• _Da fare_: Riporta parola per parola tutte le righe qui sotto, omettendo le immagini.

▬▬▬▬▬▬

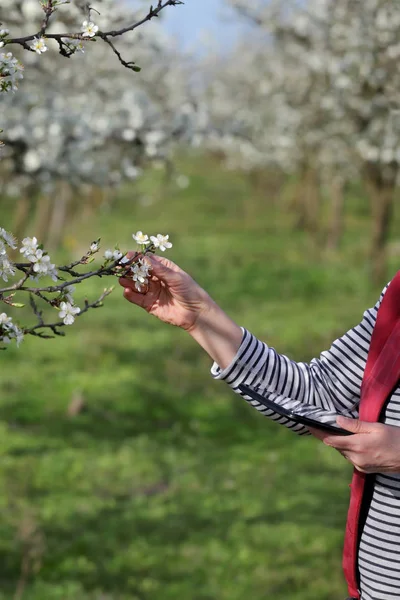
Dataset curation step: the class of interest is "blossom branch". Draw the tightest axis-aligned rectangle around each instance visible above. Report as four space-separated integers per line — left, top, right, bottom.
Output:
3 0 184 72
23 287 114 339
0 228 172 352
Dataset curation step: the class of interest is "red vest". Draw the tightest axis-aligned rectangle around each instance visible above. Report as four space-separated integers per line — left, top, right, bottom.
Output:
343 271 400 599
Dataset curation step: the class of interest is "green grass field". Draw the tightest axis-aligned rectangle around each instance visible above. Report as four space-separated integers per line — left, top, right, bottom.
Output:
0 159 398 600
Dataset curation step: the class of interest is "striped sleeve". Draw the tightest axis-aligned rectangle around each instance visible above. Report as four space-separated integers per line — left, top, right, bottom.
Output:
211 286 387 435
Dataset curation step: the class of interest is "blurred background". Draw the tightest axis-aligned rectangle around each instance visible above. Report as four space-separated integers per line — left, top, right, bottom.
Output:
0 0 400 600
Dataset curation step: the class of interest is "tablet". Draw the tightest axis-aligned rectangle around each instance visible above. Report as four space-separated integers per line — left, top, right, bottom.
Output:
238 384 353 435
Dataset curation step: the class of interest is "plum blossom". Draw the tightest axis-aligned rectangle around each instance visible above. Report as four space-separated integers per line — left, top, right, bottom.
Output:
0 254 16 281
30 248 57 281
131 259 151 292
20 237 39 260
31 37 47 54
132 231 150 246
150 233 172 252
58 302 81 325
65 38 85 54
0 313 24 346
0 227 17 250
82 21 99 37
104 249 122 260
0 52 24 93
62 285 76 304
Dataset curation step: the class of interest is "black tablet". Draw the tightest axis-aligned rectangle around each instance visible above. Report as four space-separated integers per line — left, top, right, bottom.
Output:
238 384 353 435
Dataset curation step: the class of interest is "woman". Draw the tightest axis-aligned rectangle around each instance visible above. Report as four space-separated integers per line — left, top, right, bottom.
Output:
120 256 400 600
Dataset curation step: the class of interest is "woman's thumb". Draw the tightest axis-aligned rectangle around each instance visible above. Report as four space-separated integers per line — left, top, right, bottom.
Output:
144 254 175 282
336 416 374 433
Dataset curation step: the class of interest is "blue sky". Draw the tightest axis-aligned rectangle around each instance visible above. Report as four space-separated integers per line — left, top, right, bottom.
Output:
125 0 243 53
163 0 244 49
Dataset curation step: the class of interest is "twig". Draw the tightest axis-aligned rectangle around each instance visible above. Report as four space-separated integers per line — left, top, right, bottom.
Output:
4 0 184 72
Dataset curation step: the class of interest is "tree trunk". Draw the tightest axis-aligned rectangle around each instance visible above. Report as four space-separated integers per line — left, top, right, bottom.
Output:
294 166 321 236
326 175 344 250
32 194 51 245
367 179 395 285
47 181 71 250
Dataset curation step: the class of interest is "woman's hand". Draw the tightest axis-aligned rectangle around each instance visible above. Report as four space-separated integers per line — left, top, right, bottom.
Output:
119 254 213 332
310 417 400 473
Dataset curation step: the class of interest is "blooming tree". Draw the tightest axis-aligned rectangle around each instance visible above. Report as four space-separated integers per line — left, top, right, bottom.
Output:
200 0 400 280
0 228 172 349
0 0 196 246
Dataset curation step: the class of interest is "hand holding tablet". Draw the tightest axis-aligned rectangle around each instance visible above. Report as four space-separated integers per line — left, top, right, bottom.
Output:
238 384 353 435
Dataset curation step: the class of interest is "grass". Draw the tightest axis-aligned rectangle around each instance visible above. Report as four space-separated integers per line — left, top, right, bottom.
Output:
0 158 396 600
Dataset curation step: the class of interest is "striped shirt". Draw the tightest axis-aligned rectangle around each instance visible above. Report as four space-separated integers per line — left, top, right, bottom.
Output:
211 288 400 600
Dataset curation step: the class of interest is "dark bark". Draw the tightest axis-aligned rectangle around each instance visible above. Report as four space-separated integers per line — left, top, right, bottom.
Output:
326 176 344 250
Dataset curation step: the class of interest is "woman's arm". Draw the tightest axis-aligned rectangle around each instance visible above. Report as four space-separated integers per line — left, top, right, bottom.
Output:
121 257 384 433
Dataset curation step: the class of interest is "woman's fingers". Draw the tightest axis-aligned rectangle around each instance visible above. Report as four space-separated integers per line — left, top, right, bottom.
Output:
124 287 148 308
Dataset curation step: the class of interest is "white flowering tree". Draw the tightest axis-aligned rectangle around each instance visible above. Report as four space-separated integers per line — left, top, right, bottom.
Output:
203 0 400 280
0 228 172 349
0 0 195 247
0 0 184 348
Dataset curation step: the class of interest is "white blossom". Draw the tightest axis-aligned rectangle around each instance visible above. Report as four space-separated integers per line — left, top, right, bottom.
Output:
132 231 149 246
0 313 24 346
135 279 149 292
31 37 47 54
0 254 16 281
65 38 85 54
150 233 172 252
58 302 81 325
82 21 99 37
20 237 39 260
62 285 76 304
29 248 57 281
0 52 24 93
0 227 17 250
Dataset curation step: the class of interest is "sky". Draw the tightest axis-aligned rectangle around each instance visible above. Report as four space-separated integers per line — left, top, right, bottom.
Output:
152 0 245 51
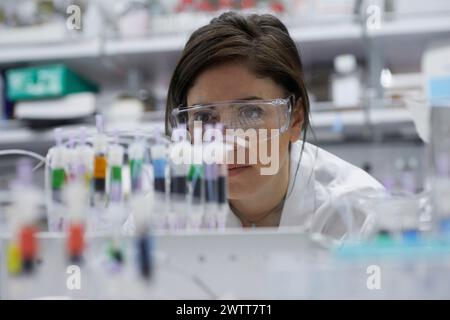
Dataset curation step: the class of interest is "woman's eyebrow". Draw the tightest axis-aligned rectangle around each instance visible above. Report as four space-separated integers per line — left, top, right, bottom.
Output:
191 96 264 107
233 96 263 101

▬▬▬▬▬▬

• _Compito svolto_:
Dataset curation step: the class of interest is "blossom branch". Draw the tightest axis-aligned rectangle around each instance visible above. Report as four space-separated integers per line — left, top, right, bottom.
Output:
3 0 184 72
23 287 114 339
0 228 172 352
Dataset curation step: the class of interest is "red vest". Draw the tightest axis-aligned rectangle around each instance visible above. Report as four space-separated integers per line — left, top, right, bottom.
Output:
343 271 400 599
Dataset curation step: the class of interest is "green grass field". Draw the tightest axis-aligned rectangle around each instance visible above. Report as four space-separated integers per line — left, top, right, bottom.
Output:
0 159 398 600
Dataset curation step: the class of interest is "striped sleeve". Draw the tightest axis-aligned rectangle around each instance visible above. Report as four space-separated integers per line — left, top, right, bottom.
Output:
211 286 387 435
Dataset curation step: the class of interest is "blurred background". Draw the tightest axis-aligned rectangle around each instance visible above. Report as four space-separated integers per line — left, top, right, bottom.
Output:
0 0 400 600
Dataset curation step: the class of interest is "tablet". Draw the tightest axis-aligned rectangle around each instance visible above. Report as four space-separated integers per line — left, top, right, bottom.
Output:
238 384 353 435
Dataset curation step: the class of interest is "plum blossom". Draw the tightest axis-aligned rectangle around each instance visible above. Report as four space-separated integers per line — left, top, right, bottom.
Output:
0 254 16 281
30 248 57 281
131 259 151 292
20 237 39 260
31 37 47 54
132 231 150 246
150 233 172 252
58 302 81 325
65 38 85 54
0 313 24 346
0 227 17 250
82 21 99 37
104 249 122 260
0 52 24 93
62 285 76 304
Dataset curation step: the class of interest is "black tablet". Draw the tightest axis-aligned rectangle around each instance visible above. Report as four space-separated integers per line — left, top, right, bottom.
Output:
238 384 353 435
Dataset curation step: the class of interest is "woman". Draw the tightest axis-aligned rectangle around each instance visible above. Report as four space-separated integers per line — left, top, right, bottom.
Output:
120 256 400 600
Dataset curation step: the class of interest is "woman's thumb". Draw the tightest axis-aligned rectangle around each instance visible above. Report as four space-separated integers per line — left, top, right, bottom.
Output:
144 254 175 282
336 416 374 433
Dataset curation step: the class of interest is "blue sky". Draw the tightest axis-aligned rectangle around each instance visible above. Report as four space-separated integers per line — left, top, right, bottom.
Output:
125 0 243 53
163 0 244 49
Dataset curation step: the class of interest is "twig". Draw the tightest axis-aligned rectangle around each instance visible above. Report as four space-separated integers per line — left, top, right, bottom.
Output:
4 0 184 72
Dataset curation step: the class of interest is "tree trunk". Draw the tightest axis-aligned rectangle around each instance visible above. Report as four space-separated integers per line — left, top, right, bottom.
Output:
294 166 321 236
326 175 344 250
32 194 51 245
367 179 395 285
47 181 71 250
Dataset curation step: the class of interest is "woman's hand". Draw the tightest axis-aligned rectangle around each instance visible above. Report as four space-separated integers per line — left, top, right, bottom.
Output:
119 254 213 332
310 417 400 473
Dataset curation step: the class of interest is "blooming tree". Draw the tightest axis-aligned rectangle around each instance visible above. Report as four space-separated integers per line — left, top, right, bottom.
Output:
200 0 400 280
0 228 172 349
0 0 196 246
Dataset curation step: the class of interest is "hand holding tablet". Draw the tightest axis-aligned rectangle around each instance visible above. Report as four space-separated integers per line — left, top, right, bottom.
Output:
238 384 353 435
Dataset curation step: the class of interest is "grass". Draw the tightest axis-aligned rectangle around each instance visible above. Report as four space-separated integers per line — left, top, right, bottom.
Output:
0 158 396 600
Dataset curation step: the class of interest is "striped shirt". Draw the tightest axis-aligned rectangle around each instance visible above. Report as four space-separated integers per line — left, top, right, bottom.
Output:
211 288 400 600
Dataset curation step: the class of interest is "dark bark". Draw the tightest axis-aligned rectangle around each instance visible above. Report as four space-separated integers per line — left, top, right, bottom.
Output:
326 176 344 250
Dataset curation step: the class of interest is "woman's arm". Draw the tightest axis-aligned rectangle around each instance visible above. Report as four space-separated integers per line — left, top, right, bottom.
Output:
121 257 384 433
Dataset curation step: the class of interest is "woman's fingers". Draw the tightest axis-aligned rectangle around each instance visible above. Report as four space-separated integers per line — left, top, right, bottom.
Output:
124 287 148 308
Dataset curation step: the class of interest is "white flowering tree". Draw the tightest axis-aligned rectangle around each instance visible above. Report as four space-separated integers per line — left, top, right, bottom.
Output:
203 0 400 280
0 228 172 349
0 0 195 247
0 0 184 348
Dataset curation step: the class of interest is "white blossom". Draw the tightest axis-aligned rectangle around each instance visible above. Report as four space-separated integers per line — left, top, right, bottom.
Output:
132 231 149 246
0 313 24 346
135 279 149 292
31 37 47 54
0 254 16 281
65 38 85 54
150 233 172 252
58 302 81 325
82 21 99 37
20 237 39 260
62 285 76 304
29 248 57 281
0 52 24 93
0 227 17 250
Dataset curation step: the class of interest is "sky". Draw the tightest axis-aligned rectangle around each instance visible above. Report as four space-separated integers per line — left, top, right, bottom.
Output:
152 0 245 51
Dataset curation step: the class of interest is "woman's eyebrow". Draw the tightest axis-aligned rectangle around each instance visible above. Report as four space-separated integers per line — left, top, right, bottom.
Output:
191 96 264 107
233 96 263 101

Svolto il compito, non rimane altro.